— START OF The records —

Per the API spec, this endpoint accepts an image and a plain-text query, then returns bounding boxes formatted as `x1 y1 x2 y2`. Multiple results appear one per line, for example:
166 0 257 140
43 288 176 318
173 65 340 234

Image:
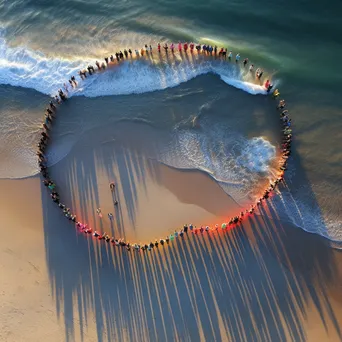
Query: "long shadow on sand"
42 130 342 342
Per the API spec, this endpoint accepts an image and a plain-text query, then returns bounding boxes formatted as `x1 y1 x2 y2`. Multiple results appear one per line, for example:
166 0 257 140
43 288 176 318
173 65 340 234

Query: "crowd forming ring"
37 43 292 252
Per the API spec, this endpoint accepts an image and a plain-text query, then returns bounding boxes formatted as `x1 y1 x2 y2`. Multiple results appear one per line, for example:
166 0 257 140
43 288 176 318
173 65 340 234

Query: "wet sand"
0 151 342 342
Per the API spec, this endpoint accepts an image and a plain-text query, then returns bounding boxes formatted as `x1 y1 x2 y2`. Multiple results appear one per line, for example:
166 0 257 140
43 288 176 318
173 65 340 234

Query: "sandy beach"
0 148 342 342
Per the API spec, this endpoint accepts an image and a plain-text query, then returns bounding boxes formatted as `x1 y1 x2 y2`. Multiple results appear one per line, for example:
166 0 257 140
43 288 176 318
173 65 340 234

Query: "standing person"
258 69 264 80
264 80 270 89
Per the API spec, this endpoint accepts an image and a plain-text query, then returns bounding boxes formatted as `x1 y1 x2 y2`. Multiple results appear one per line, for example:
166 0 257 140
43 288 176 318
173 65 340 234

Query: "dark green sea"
0 0 342 241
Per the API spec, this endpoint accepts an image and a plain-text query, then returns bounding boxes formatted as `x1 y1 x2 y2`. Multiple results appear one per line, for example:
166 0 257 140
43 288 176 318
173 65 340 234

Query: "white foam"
160 125 276 204
0 37 80 95
0 31 265 97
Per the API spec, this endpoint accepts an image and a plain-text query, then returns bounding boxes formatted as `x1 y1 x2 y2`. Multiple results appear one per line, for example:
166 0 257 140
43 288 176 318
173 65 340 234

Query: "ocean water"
0 0 342 242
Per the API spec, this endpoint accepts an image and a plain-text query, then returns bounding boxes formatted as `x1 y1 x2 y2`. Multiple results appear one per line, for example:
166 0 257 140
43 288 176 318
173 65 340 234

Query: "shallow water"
0 0 342 241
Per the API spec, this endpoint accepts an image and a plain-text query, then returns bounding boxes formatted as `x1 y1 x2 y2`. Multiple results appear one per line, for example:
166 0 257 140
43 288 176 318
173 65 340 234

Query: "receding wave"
0 34 265 97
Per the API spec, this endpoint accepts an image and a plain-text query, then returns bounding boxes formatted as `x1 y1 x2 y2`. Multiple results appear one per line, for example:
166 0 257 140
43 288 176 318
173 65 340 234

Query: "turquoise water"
0 0 342 240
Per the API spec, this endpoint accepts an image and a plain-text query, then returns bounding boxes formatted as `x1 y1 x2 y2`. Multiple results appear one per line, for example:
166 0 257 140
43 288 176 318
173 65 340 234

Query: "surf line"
37 43 292 252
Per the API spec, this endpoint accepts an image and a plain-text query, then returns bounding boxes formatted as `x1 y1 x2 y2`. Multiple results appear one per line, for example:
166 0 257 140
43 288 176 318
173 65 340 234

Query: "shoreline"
0 175 342 342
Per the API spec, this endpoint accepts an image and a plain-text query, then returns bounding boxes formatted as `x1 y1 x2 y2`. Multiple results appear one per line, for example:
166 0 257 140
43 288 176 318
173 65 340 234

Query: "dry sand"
0 151 342 342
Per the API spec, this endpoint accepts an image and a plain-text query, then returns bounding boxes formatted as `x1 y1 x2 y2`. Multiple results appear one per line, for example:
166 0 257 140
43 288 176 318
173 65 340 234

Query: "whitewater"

— END OF The records —

Retype the entries word for word, starting at their very beginning and ending at the line that contains "42 130 342 342", with both ends included. Leave the pictures out of your copy.

--- Written response ---
Per the API spec, this endpoint accepts an image and a plain-text query, then returns bounding boxes formatted as `x1 y1 x2 y2`. Multiple results appear one per line, for example:
166 0 257 140
43 288 176 318
173 65 340 234

Image:
Query: "long shadow on sand"
42 130 342 342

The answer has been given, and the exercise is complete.